Outline items for labeled areas:
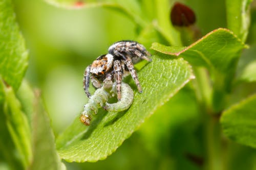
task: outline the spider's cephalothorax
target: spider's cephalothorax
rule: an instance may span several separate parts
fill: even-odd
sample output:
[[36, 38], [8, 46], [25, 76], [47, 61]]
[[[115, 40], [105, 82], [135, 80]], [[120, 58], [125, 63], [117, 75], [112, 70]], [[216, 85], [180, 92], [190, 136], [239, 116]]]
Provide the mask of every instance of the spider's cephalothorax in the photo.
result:
[[116, 82], [117, 99], [121, 99], [121, 84], [123, 77], [130, 72], [140, 92], [142, 90], [140, 86], [134, 64], [142, 59], [151, 61], [148, 57], [151, 54], [142, 44], [133, 41], [118, 41], [109, 48], [109, 53], [98, 57], [85, 70], [83, 79], [83, 88], [90, 98], [89, 91], [90, 79], [96, 88], [112, 87], [114, 81]]

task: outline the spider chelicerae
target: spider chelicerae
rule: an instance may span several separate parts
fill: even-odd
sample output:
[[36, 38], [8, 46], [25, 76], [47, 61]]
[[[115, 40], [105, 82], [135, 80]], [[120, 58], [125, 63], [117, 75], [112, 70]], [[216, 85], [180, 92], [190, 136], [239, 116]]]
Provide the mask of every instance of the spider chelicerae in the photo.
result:
[[131, 74], [140, 92], [142, 92], [134, 64], [142, 59], [152, 60], [151, 56], [145, 47], [136, 41], [121, 41], [115, 42], [109, 48], [109, 53], [98, 57], [84, 71], [83, 88], [88, 96], [90, 80], [96, 88], [100, 88], [103, 83], [105, 88], [112, 88], [116, 82], [117, 99], [121, 98], [121, 85], [123, 77]]

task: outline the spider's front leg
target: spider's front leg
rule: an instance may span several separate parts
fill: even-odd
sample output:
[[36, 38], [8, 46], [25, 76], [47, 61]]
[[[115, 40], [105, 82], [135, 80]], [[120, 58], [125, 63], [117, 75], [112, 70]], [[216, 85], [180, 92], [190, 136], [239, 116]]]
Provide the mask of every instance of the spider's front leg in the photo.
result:
[[141, 89], [141, 86], [140, 86], [140, 82], [139, 81], [139, 79], [138, 79], [138, 75], [137, 75], [136, 71], [134, 68], [134, 66], [133, 65], [133, 63], [131, 60], [129, 59], [126, 59], [126, 60], [124, 60], [124, 64], [126, 65], [127, 68], [129, 70], [130, 72], [131, 72], [131, 76], [133, 78], [133, 79], [135, 82], [135, 84], [136, 84], [137, 88], [138, 88], [138, 90], [140, 93], [142, 92], [142, 89]]
[[104, 88], [110, 88], [112, 87], [112, 72], [108, 74], [105, 79], [103, 81]]
[[96, 88], [101, 87], [101, 83], [100, 83], [100, 82], [93, 76], [93, 75], [91, 76], [91, 80], [92, 81], [93, 85]]
[[91, 65], [89, 65], [86, 67], [83, 74], [83, 90], [86, 92], [88, 98], [91, 97], [91, 94], [89, 92], [89, 85], [90, 85], [90, 71], [91, 70]]
[[123, 77], [123, 69], [119, 60], [114, 62], [114, 71], [115, 72], [115, 79], [116, 82], [116, 93], [118, 101], [121, 100], [121, 85]]

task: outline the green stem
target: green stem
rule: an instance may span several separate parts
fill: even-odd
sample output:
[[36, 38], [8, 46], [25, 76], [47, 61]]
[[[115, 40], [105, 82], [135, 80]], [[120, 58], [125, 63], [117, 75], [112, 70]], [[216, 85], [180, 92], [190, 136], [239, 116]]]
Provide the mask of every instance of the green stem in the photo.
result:
[[221, 128], [212, 108], [212, 87], [205, 68], [195, 68], [194, 72], [196, 79], [194, 85], [200, 105], [205, 139], [206, 159], [204, 169], [224, 169], [222, 159]]

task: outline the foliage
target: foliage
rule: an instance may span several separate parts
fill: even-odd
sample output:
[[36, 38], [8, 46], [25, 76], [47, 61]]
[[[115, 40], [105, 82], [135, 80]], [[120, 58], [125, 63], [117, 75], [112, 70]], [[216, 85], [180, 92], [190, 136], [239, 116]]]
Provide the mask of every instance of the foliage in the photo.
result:
[[[226, 20], [215, 17], [207, 23], [200, 17], [211, 11], [221, 14], [225, 11], [220, 5], [223, 2], [185, 1], [195, 7], [198, 22], [182, 28], [171, 25], [173, 1], [45, 1], [0, 3], [0, 168], [255, 168], [255, 42], [249, 38], [246, 42], [250, 48], [245, 44], [250, 34], [256, 34], [251, 28], [256, 27], [255, 18], [250, 18], [252, 1], [226, 0]], [[205, 7], [211, 5], [222, 11], [216, 13]], [[91, 28], [94, 34], [71, 23], [57, 27], [55, 32], [44, 33], [52, 26], [55, 28], [54, 19], [52, 25], [41, 23], [35, 29], [37, 25], [24, 20], [26, 13], [21, 12], [30, 6], [33, 12], [44, 7], [54, 11], [52, 14], [84, 16], [90, 22], [79, 26], [87, 31]], [[206, 9], [201, 14], [199, 8]], [[56, 18], [54, 15], [45, 17], [45, 14], [40, 14], [41, 19], [27, 17], [37, 23]], [[71, 18], [72, 22], [74, 16]], [[81, 18], [79, 24], [84, 19]], [[227, 26], [223, 25], [225, 21]], [[84, 51], [83, 42], [79, 41], [82, 37], [86, 37], [88, 46]], [[71, 84], [74, 75], [82, 77], [82, 69], [94, 56], [106, 53], [113, 42], [124, 38], [139, 41], [153, 54], [152, 62], [136, 65], [143, 93], [137, 91], [131, 78], [125, 79], [135, 94], [131, 107], [120, 113], [100, 110], [92, 125], [86, 127], [77, 116], [87, 100], [83, 96], [81, 104], [75, 105], [79, 98], [75, 96], [71, 98], [73, 103], [62, 104], [61, 100], [69, 98], [61, 95], [75, 93], [76, 88], [66, 90], [61, 86]], [[31, 52], [26, 76], [28, 55], [25, 40]], [[188, 43], [190, 45], [186, 46]], [[46, 49], [51, 54], [44, 52]], [[59, 70], [50, 79], [54, 67], [60, 65], [66, 65], [65, 71]], [[67, 65], [78, 68], [77, 72], [67, 69]], [[48, 86], [52, 87], [61, 77], [64, 80], [54, 90], [48, 90], [51, 88], [44, 80], [51, 80]], [[31, 88], [25, 79], [42, 89], [45, 100], [40, 91]], [[77, 89], [82, 93], [82, 87]], [[58, 90], [60, 92], [55, 93]], [[48, 101], [49, 93], [53, 97]], [[74, 113], [72, 123], [71, 117], [63, 112], [73, 105], [78, 109], [70, 111]], [[54, 114], [51, 109], [54, 107], [63, 110]], [[63, 123], [65, 130], [59, 127], [62, 131], [59, 134], [56, 122], [71, 125]], [[122, 160], [127, 157], [130, 161]], [[81, 163], [102, 159], [106, 160]]]

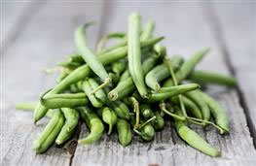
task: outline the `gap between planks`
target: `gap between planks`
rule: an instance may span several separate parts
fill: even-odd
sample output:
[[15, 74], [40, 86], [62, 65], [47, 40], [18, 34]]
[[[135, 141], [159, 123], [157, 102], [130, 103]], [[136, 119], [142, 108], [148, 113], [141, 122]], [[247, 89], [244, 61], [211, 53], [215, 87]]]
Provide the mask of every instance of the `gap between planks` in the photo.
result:
[[[224, 55], [224, 62], [226, 63], [231, 74], [233, 76], [235, 76], [235, 78], [238, 78], [237, 73], [236, 73], [236, 69], [235, 69], [235, 67], [231, 61], [231, 54], [230, 54], [229, 50], [227, 48], [227, 43], [223, 37], [224, 33], [223, 33], [223, 27], [220, 23], [220, 17], [216, 15], [216, 10], [214, 8], [212, 1], [209, 4], [203, 4], [202, 10], [205, 13], [205, 17], [208, 17], [207, 20], [211, 20], [211, 21], [208, 21], [210, 24], [210, 30], [212, 31], [213, 36], [216, 38], [216, 41], [218, 41], [217, 45], [218, 45], [221, 52]], [[239, 83], [238, 83], [236, 89], [237, 89], [237, 92], [238, 95], [239, 105], [241, 106], [243, 113], [245, 115], [246, 123], [248, 126], [250, 135], [252, 137], [254, 149], [256, 149], [256, 129], [255, 129], [255, 126], [253, 125], [252, 118], [251, 118], [250, 114], [249, 114], [248, 106], [245, 102], [244, 94], [243, 94], [243, 92], [239, 86]]]

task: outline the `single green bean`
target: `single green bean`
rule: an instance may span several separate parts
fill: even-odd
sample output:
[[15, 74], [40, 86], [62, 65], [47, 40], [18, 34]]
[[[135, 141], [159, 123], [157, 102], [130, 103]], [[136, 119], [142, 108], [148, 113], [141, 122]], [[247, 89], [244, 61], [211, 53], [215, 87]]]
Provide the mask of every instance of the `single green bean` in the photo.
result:
[[62, 113], [60, 111], [55, 111], [55, 114], [53, 114], [46, 128], [33, 142], [32, 149], [37, 153], [42, 153], [47, 150], [55, 143], [55, 140], [61, 130], [63, 124], [64, 116]]
[[42, 106], [47, 109], [74, 108], [89, 103], [85, 93], [62, 93], [43, 95], [40, 98]]
[[130, 113], [128, 107], [122, 101], [112, 101], [107, 102], [107, 106], [109, 106], [114, 112], [117, 114], [119, 118], [123, 118], [126, 120], [130, 119]]
[[148, 105], [148, 104], [139, 105], [139, 112], [140, 112], [140, 115], [145, 118], [150, 117], [153, 114], [153, 112], [150, 108], [150, 105]]
[[132, 13], [128, 17], [128, 71], [139, 94], [143, 98], [147, 98], [148, 92], [144, 83], [142, 64], [141, 64], [139, 33], [140, 33], [140, 17], [137, 13]]
[[191, 99], [195, 104], [200, 108], [202, 116], [202, 119], [209, 120], [210, 119], [210, 110], [204, 100], [201, 100], [201, 94], [198, 90], [190, 91], [184, 94], [189, 99]]
[[[177, 115], [182, 115], [180, 110], [176, 110]], [[191, 130], [187, 127], [186, 123], [181, 120], [175, 120], [175, 127], [178, 132], [178, 135], [191, 147], [199, 149], [200, 151], [210, 155], [210, 156], [219, 156], [220, 151], [215, 148], [211, 147], [208, 143], [206, 143], [200, 135], [198, 135], [195, 131]]]
[[[93, 83], [94, 84], [92, 83], [92, 85], [91, 83]], [[93, 79], [88, 79], [83, 83], [83, 90], [87, 94], [91, 105], [95, 108], [100, 108], [106, 102], [107, 98], [103, 89], [96, 91], [94, 94], [91, 94], [91, 91], [96, 85], [97, 83]]]
[[237, 81], [232, 76], [226, 76], [219, 73], [196, 70], [188, 78], [198, 83], [216, 83], [228, 86], [236, 86]]
[[[201, 50], [197, 51], [190, 59], [185, 61], [180, 69], [175, 73], [177, 83], [179, 83], [184, 79], [186, 79], [189, 74], [192, 73], [195, 66], [203, 58], [203, 56], [209, 51], [209, 49], [203, 49]], [[174, 83], [172, 79], [168, 79], [165, 82], [164, 86], [172, 86], [174, 85]]]
[[199, 84], [196, 83], [188, 83], [182, 85], [175, 85], [170, 87], [162, 87], [160, 92], [153, 92], [149, 95], [149, 102], [159, 102], [164, 101], [171, 96], [175, 96], [178, 94], [183, 94], [188, 91], [195, 90], [199, 88]]
[[79, 120], [79, 113], [74, 109], [61, 108], [61, 112], [65, 116], [65, 123], [61, 128], [58, 136], [56, 137], [55, 143], [61, 145], [72, 137]]
[[201, 91], [201, 94], [202, 100], [207, 103], [216, 124], [228, 133], [230, 131], [230, 121], [227, 116], [227, 111], [206, 93]]
[[96, 114], [89, 107], [78, 108], [82, 119], [86, 122], [90, 128], [91, 133], [84, 139], [78, 141], [81, 144], [92, 144], [100, 139], [104, 131], [104, 125]]
[[102, 117], [102, 120], [108, 124], [108, 135], [111, 134], [113, 126], [117, 123], [118, 116], [116, 113], [108, 107], [104, 107], [97, 110], [98, 116]]
[[[184, 59], [181, 56], [173, 56], [171, 57], [170, 61], [172, 69], [175, 72], [179, 69]], [[160, 82], [164, 81], [169, 76], [170, 72], [168, 67], [165, 64], [160, 64], [146, 75], [145, 83], [150, 88], [159, 91], [161, 88]]]
[[118, 140], [123, 147], [131, 143], [131, 129], [129, 123], [125, 119], [118, 119], [117, 122]]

_Set problem_
Rewrite the part of the rows that opens at the very start and closes with the line containing "87], [114, 81]]", keeping every line including the requests but raising each coordinate in the answers by 49. Leave the pictures out.

_Completed exercise_
task: outline the spider's cephalothorax
target: spider's cephalothorax
rule: an instance may span several separate parts
fill: even-odd
sample output:
[[36, 38], [8, 46], [25, 76], [47, 61]]
[[[115, 40], [105, 82], [135, 80]], [[120, 58], [125, 63], [117, 75], [112, 70]], [[216, 85], [180, 92], [190, 136], [239, 116]]]
Provide the mask of every instance of the spider's cephalothorax in the photo.
result:
[[165, 131], [166, 148], [170, 148], [170, 133], [172, 126], [179, 121], [189, 141], [191, 139], [189, 135], [183, 113], [191, 108], [200, 110], [197, 106], [200, 103], [191, 93], [182, 90], [167, 90], [158, 97], [158, 102], [147, 106], [134, 119], [132, 128], [132, 137], [139, 147], [138, 140], [139, 128], [145, 137], [161, 136], [163, 130]]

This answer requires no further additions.